*WHAT TO WORK ON:* What lines in the records include the string "river"? Return each one.

━━━━━━━━━━

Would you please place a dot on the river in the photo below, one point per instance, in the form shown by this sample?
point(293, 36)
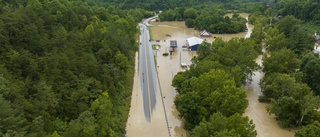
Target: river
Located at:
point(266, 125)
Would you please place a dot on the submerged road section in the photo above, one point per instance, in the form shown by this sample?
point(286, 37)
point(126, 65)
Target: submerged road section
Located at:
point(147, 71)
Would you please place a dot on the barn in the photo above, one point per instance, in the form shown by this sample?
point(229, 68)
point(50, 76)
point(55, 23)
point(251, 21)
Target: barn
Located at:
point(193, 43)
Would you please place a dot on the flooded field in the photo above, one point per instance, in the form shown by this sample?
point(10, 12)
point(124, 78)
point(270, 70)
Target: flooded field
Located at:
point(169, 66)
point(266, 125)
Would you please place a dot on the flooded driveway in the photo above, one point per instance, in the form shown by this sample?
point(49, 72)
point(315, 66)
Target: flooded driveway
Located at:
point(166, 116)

━━━━━━━━━━

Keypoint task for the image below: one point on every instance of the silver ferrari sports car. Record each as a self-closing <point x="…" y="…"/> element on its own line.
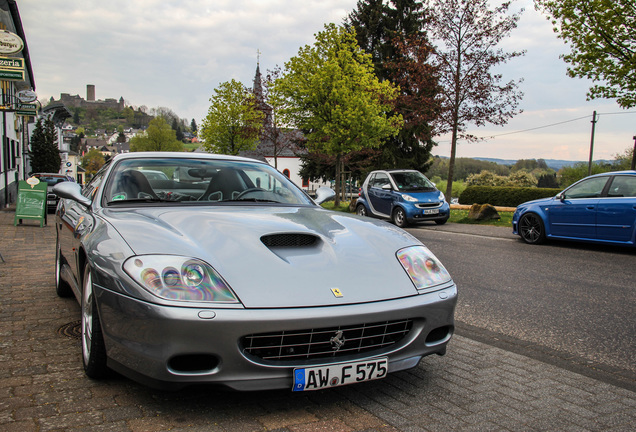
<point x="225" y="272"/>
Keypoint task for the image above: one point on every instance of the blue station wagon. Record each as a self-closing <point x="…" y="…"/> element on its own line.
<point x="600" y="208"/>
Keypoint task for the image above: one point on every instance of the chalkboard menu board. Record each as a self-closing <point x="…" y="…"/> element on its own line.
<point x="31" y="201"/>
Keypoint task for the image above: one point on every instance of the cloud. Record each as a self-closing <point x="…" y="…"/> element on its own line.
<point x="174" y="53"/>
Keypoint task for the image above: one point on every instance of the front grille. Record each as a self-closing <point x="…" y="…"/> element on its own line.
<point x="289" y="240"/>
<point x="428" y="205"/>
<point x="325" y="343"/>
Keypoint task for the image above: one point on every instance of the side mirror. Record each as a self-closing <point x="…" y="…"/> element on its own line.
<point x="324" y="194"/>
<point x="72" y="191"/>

━━━━━━━━━━

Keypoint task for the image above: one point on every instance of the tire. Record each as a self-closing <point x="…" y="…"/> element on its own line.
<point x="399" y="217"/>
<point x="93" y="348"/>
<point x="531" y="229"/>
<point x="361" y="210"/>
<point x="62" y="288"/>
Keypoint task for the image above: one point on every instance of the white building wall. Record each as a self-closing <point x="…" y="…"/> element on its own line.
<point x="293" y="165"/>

━━━━━━━━━━

*TASK RESPONSE:*
Would you please place a dot on the river in the photo below, one point per instance, in the form shown by this sample?
Target: river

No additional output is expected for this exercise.